__Task item__
Continue the following article on rainforest drug discovery and zebrafish screening, beginning after its final sentence.

START Reading passage

The team recently attracted international zebrafish expert Dr Jim Hill from Europe to work in the tropics.

"How did we find our current cancer drug in a rainforest tree? We basically sat down and thought about what were the features that would make a good drug and where would nature make chemicals with these sort of properties," Dr Reddell said.

"In this case the search was for a plant defence compound where the plant basically protects itself against animals that want to make a meal of it."

The drug used for the successful clinical trials was produced in a rainforest fruit, acting as a feeding deterrent to protect the seed.

The active chemical causes mild inflammation in the animal’s mouth, which stops it eating the seed.

It’s this "deterring" or "toxic" quality that caught the team’s eye.

"It won’t kill the animal but it will put it off eating any more," Dr Reddell said.

Once the active chemical is found the next step is to determine if there will be any adverse side effects and again the company looks to nature for help.

Zebrafish are bred in tanks at their laboratory where the eggs are then collected.

The way a zebrafish egg develops over the first few days of its life is quite similar to that of a human embryo, to a certain point, Dr Reddell explained.

"We can see, for instance, whether the drugs will inhibit the massive development of capillaries (which provide tumours with their essential food source).

"We can also tell from how the drug affects the embryo whether it might block migration of cancer stem cells
which is the basis for fighting metastasis (the spread of malignant tumour cells and infections)," Dr Reddell says.

"Anything that is highly toxic gets culled very early in our studies as does anything that produces deformed embryos."

For instance, when thalidomide was tested in the fish embryos, it produced mutation to the limbs by the second day.

EcoBiotics is now offering its zebrafish screening services to other drug companies.

"There’s only four other companies in the world offering this sort of contract research. The others are in the UK, Europe and the US," he said.

"We decided to do what we could do well in the Far North – be close to the rainforest and reef to discover their chemical secrets, tap into a great skill base of local knowledge in our region and adopt new technologies like the zebrafish testing."

END Reading passage
START Provided data

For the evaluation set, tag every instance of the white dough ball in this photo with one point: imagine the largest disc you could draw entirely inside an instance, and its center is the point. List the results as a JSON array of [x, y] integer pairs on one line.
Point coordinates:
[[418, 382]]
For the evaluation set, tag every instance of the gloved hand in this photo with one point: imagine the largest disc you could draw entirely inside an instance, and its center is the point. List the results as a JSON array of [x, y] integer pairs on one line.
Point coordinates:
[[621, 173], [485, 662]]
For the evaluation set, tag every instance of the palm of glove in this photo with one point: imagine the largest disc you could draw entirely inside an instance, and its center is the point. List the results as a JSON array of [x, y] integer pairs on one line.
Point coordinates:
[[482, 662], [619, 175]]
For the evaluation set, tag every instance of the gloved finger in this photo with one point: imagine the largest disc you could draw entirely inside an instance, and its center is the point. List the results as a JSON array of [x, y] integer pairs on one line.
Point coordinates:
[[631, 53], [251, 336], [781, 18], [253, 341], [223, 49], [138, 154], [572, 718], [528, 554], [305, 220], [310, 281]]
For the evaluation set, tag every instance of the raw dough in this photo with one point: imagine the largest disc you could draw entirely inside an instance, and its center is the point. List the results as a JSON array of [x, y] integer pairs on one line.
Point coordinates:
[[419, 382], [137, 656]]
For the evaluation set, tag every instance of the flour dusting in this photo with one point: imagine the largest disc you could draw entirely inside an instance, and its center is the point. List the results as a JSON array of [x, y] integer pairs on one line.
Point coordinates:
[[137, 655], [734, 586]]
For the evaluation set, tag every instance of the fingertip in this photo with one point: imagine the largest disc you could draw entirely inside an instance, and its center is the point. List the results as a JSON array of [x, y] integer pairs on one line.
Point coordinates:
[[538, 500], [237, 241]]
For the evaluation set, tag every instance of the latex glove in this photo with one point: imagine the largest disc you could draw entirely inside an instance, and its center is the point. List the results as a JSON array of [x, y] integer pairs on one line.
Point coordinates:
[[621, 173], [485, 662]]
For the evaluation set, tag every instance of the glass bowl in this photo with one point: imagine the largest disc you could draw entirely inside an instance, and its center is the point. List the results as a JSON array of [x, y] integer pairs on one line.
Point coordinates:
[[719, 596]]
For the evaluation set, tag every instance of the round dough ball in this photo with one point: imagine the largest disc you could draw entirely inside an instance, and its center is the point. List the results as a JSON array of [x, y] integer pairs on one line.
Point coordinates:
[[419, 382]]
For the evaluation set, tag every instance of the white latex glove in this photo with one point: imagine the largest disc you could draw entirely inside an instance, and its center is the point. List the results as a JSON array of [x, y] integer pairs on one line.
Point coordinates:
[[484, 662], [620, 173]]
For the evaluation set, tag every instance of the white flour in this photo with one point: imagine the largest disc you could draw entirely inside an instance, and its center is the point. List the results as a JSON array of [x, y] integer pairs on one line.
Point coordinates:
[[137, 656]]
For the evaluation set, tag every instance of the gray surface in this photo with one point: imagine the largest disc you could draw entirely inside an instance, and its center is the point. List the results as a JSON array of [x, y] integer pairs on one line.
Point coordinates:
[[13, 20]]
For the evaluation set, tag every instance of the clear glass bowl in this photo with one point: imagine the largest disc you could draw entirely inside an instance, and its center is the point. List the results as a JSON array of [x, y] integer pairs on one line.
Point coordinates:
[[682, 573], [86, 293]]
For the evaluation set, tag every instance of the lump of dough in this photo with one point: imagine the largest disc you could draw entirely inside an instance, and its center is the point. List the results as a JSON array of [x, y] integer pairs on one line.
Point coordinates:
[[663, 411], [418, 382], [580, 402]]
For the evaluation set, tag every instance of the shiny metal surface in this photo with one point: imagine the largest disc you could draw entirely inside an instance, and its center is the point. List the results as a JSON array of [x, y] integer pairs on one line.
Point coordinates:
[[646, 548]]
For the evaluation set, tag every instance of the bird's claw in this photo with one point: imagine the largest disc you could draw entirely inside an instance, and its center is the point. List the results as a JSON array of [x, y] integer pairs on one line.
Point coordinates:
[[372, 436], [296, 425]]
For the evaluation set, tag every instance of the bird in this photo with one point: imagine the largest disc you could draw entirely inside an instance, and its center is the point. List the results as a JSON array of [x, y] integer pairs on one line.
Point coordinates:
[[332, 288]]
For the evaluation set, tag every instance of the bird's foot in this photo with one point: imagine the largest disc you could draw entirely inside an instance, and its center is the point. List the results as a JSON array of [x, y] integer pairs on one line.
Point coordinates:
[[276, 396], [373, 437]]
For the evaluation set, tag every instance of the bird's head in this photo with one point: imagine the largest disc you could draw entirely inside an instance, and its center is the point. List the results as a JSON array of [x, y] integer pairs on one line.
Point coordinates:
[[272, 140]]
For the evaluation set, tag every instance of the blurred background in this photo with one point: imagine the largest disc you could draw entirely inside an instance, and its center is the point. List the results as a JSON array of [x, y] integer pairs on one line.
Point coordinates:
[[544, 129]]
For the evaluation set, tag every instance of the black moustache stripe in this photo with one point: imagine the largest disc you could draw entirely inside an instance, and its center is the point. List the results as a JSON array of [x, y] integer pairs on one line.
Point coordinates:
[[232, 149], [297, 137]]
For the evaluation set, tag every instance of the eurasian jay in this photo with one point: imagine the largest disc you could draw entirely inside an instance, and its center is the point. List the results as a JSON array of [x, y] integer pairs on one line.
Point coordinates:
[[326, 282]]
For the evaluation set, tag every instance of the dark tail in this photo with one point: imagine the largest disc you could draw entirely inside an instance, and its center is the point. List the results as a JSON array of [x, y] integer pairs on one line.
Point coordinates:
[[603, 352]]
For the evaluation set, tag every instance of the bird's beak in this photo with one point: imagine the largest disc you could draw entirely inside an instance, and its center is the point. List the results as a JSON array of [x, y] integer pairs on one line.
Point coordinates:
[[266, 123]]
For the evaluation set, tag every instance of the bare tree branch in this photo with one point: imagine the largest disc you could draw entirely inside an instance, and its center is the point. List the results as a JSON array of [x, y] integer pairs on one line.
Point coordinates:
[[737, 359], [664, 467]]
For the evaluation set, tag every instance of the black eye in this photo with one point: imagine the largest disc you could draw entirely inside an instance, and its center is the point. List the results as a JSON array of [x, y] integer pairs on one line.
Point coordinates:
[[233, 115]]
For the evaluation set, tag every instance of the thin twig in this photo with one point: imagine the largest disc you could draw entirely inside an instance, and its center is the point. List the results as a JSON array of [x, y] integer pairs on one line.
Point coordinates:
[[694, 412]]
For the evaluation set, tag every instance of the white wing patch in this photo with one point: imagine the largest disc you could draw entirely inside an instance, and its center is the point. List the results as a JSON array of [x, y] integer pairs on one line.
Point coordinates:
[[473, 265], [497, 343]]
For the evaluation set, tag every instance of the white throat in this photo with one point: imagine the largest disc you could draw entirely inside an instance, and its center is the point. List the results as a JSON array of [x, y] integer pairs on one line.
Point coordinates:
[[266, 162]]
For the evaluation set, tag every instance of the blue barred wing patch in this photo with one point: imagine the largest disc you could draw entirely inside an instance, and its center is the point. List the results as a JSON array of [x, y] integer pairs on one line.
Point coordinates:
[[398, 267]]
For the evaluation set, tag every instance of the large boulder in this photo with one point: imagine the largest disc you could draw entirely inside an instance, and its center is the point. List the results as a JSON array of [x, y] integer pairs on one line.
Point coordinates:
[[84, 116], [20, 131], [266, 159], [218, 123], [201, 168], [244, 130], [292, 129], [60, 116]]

END Provided data

__Output of the task__
When they first founded the business, Dr Reddell took a job with an environmental consulting group within Rio Tinto as their principal ecologist for three years to basically keep the money coming in, while Dr Gordon started full time.

Dr Reddell said EcoBiotics was an unusual combination of science, ideas and business that works but credits Dr Gordon with the business acumen.

EcoBiotics is also unusual in the field in that it was totally private from the start, with support from local shareholders.

Work in the field is usually done at universities and government institutions.

While the big drug companies have pumped massive investment into moving new technology away from nature-derived drugs, it has not been that successful.

"In the past 10 to 15 years they’ve been spending more but getting less new drugs approved," Dr Reddell said.

London-based drug developer Antisoma agreed and in 2006 signed a multi-million dollar licensing agreement with EcoBiotics Ltd to evaluate up to three chemicals discovered in rainforest plants by EcoBiotics.

The work of EcoBiotics also has the support of the Queensland Government, which through the Biodiscovery Act allows the company access to state land to collect plants and berries. Royalties from any successes go back to the Government.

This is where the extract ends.